#### ENTRIES SUPPLIED
- - - - - - -

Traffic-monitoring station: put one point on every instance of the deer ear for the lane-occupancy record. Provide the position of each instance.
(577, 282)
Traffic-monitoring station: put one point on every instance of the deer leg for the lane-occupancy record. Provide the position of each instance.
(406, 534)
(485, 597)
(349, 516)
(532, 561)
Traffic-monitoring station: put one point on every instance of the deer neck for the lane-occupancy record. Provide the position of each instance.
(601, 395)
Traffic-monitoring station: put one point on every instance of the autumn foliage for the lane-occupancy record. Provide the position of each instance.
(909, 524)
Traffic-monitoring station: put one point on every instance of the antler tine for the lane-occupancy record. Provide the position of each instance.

- - - - - - -

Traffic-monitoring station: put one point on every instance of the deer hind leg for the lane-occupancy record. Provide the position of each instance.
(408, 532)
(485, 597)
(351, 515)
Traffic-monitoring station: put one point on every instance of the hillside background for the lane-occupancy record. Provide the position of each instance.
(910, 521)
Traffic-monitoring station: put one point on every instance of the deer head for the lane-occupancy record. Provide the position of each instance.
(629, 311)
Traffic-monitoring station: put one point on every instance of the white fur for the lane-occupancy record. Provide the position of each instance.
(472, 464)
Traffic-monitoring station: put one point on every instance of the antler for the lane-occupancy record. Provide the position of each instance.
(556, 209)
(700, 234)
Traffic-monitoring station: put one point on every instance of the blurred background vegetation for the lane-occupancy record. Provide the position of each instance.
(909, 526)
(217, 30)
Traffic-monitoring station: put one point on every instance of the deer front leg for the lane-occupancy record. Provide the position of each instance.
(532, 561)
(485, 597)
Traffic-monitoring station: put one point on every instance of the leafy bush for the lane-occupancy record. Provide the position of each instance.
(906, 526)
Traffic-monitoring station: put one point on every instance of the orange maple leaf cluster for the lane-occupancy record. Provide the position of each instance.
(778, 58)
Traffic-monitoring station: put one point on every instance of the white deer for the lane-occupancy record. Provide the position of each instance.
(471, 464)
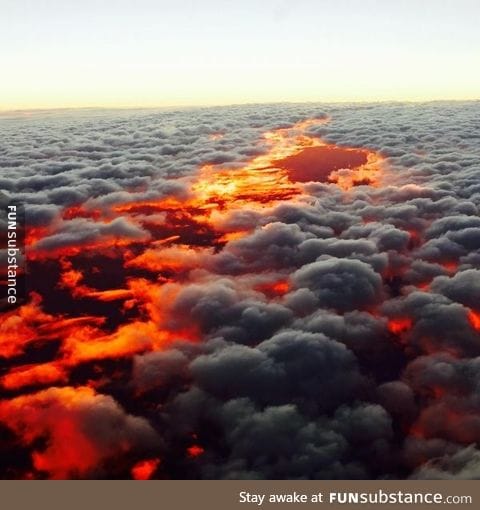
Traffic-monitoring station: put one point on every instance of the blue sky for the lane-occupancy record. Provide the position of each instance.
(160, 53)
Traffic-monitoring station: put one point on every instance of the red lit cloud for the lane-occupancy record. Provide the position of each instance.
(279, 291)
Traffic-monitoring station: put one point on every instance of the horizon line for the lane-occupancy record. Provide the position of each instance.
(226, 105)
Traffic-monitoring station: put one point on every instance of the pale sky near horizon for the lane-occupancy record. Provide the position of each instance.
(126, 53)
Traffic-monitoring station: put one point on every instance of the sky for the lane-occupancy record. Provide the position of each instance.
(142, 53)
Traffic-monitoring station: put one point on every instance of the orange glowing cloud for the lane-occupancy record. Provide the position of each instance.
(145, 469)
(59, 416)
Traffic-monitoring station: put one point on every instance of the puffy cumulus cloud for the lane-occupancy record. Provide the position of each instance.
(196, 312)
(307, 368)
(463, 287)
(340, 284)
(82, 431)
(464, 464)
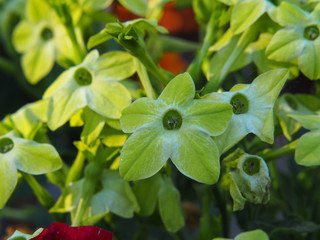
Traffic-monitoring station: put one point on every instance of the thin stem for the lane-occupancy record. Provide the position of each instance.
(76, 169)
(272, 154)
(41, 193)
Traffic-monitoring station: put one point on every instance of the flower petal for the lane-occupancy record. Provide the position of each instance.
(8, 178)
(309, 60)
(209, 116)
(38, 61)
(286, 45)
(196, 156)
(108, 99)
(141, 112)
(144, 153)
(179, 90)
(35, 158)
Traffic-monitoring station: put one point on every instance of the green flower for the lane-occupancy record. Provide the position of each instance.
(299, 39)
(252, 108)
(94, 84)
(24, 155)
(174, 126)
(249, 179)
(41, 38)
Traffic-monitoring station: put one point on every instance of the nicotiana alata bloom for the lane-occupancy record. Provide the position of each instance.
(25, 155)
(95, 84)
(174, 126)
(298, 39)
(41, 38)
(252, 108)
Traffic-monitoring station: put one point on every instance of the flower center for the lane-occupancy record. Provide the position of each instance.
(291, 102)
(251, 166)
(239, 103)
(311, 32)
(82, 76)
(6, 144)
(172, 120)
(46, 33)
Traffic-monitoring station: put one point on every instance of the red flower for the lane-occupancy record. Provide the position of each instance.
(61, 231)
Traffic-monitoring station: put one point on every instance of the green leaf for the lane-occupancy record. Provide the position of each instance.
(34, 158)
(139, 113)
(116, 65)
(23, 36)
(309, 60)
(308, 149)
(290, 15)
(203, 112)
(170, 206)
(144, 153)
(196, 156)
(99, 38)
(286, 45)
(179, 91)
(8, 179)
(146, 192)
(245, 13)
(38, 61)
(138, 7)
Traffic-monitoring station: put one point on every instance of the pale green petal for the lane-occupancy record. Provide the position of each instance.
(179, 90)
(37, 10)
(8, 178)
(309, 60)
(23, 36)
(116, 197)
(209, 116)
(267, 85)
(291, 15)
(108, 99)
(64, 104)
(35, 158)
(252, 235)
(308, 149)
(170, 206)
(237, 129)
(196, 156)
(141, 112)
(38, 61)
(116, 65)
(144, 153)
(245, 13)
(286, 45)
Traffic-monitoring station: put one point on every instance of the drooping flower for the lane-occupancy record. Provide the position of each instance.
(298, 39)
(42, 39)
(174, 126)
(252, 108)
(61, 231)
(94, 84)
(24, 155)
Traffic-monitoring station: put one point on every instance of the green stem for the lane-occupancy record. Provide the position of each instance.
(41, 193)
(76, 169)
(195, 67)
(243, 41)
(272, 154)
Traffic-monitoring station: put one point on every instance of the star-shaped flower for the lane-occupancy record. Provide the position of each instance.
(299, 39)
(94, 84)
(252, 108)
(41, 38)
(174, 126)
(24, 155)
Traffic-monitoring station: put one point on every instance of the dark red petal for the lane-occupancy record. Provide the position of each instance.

- - - - - - -

#### WHAT YOU WILL DO
Take the records above and return, word for word, only the lines that fall from the line with "of the star-shaped" to the line with "of the dark", both of them included.

#### WORKED SOLUTION
Traffic-monitoring station: put one point on every instance of the star-shaped flower for the lane-occupancy record. Provide the position of each instance.
(299, 39)
(94, 84)
(252, 108)
(41, 38)
(174, 126)
(24, 155)
Traffic-monitoring station: put one point on every instance of the dark red petal for the lane-occupancy record. Provide the position of each instance.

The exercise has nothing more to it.